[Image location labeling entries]
▶

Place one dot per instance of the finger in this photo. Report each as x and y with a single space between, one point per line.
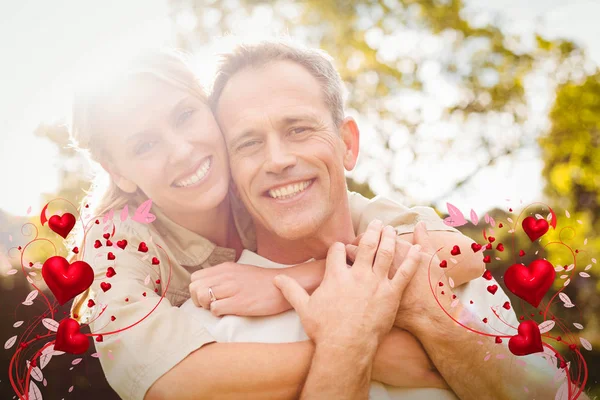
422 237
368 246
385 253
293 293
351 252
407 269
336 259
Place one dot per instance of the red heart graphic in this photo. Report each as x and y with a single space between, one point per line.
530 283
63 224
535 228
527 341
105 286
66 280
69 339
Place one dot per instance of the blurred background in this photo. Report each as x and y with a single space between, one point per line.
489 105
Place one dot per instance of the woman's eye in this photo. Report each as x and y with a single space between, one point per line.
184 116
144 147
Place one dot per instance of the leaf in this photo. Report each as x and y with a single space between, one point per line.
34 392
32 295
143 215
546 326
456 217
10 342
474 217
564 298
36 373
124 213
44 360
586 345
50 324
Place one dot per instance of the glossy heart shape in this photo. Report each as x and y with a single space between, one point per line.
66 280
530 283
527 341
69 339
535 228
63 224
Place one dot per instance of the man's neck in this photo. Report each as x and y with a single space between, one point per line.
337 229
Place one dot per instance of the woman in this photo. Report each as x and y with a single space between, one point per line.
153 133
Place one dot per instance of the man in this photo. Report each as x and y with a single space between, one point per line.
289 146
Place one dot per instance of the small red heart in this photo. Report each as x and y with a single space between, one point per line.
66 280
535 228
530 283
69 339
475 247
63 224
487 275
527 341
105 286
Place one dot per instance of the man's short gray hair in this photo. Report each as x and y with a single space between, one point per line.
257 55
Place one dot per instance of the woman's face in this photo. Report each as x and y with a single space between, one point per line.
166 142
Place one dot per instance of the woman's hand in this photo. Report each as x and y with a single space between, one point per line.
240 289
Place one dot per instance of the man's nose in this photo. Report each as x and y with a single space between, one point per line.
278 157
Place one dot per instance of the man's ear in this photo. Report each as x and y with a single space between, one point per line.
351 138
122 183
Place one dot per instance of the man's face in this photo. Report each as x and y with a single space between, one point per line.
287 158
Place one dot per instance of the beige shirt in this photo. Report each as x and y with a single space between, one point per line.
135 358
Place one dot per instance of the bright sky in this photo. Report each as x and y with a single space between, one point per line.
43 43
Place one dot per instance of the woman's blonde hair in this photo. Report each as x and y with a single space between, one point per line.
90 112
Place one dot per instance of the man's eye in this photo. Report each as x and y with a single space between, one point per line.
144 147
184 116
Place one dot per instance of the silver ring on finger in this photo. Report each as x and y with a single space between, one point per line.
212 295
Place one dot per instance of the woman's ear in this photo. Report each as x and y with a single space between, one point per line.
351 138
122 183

◀

Your instructions: What needs duplicating is the run of lines from the one containing "Place one dot per instance of the woman's blonde" through the last line of the entries above, exact and complete.

Reply:
Place one dot per instance of the woman's blonde hair in this photo. Report each as x and y with a single space between, one point per line.
90 112
Place one dot per instance of the man's eye in this photo. Report each as x and y with a single space between, one point per line.
144 147
184 116
Place one dot per instance of the silver ring on finger in this photo. Report each as x and y with a single space between, one point per line.
212 295
Place one dot per instance of the woman's ear in this photo. Report each as x and y with a single space between, one point per line.
351 138
122 183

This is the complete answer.